Segment Start: RECORDS SHOWN
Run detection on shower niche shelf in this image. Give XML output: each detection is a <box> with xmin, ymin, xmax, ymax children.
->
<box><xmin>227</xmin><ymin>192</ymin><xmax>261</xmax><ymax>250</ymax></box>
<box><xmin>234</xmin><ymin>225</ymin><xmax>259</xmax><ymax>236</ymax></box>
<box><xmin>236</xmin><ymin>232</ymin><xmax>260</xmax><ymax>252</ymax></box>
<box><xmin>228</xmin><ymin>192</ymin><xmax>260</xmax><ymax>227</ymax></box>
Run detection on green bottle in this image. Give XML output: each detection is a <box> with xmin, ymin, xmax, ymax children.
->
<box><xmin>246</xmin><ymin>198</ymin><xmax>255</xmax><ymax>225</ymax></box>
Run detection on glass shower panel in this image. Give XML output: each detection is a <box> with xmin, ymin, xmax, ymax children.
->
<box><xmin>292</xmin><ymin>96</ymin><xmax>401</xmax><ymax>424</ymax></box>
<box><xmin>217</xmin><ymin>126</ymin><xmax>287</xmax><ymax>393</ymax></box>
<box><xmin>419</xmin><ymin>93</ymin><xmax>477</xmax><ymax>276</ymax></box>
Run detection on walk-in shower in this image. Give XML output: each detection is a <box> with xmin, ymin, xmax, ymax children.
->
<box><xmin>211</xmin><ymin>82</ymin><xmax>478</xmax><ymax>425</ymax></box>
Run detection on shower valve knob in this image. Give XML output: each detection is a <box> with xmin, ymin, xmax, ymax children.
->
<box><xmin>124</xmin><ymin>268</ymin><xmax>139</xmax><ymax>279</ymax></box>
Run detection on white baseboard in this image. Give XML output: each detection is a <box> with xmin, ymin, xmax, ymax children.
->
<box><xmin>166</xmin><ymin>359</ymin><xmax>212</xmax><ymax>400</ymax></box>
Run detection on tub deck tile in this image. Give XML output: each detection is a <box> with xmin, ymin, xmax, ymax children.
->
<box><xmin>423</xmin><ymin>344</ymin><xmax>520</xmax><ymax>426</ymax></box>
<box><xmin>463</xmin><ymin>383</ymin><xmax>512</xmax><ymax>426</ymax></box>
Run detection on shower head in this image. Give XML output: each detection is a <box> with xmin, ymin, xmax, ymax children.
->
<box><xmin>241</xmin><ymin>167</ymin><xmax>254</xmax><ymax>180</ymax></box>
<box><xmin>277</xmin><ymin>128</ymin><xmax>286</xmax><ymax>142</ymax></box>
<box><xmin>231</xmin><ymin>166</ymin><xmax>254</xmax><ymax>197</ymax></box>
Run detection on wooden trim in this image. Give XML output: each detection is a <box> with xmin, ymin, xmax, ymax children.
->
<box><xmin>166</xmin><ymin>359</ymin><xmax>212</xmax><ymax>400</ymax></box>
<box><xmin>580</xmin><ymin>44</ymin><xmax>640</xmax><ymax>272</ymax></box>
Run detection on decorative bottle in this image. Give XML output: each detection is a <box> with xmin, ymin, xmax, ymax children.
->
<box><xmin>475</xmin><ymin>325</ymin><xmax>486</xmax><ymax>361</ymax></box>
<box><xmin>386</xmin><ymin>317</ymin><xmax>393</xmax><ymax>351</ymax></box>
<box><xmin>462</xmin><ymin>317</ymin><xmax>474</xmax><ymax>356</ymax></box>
Segment End: RECORDS SHOWN
→ DIRECTIONS FOR THIS TASK
What lines in the data hold the word "bottle"? Return them.

→ RESPONSE BELOW
Run detection on green bottle in this image. Give XML output: each detection is a <box> with xmin, ymin, xmax, ymax children.
Run detection on decorative bottle in this image. Give XML output: each detection is a <box> with xmin, ymin, xmax, ymax children.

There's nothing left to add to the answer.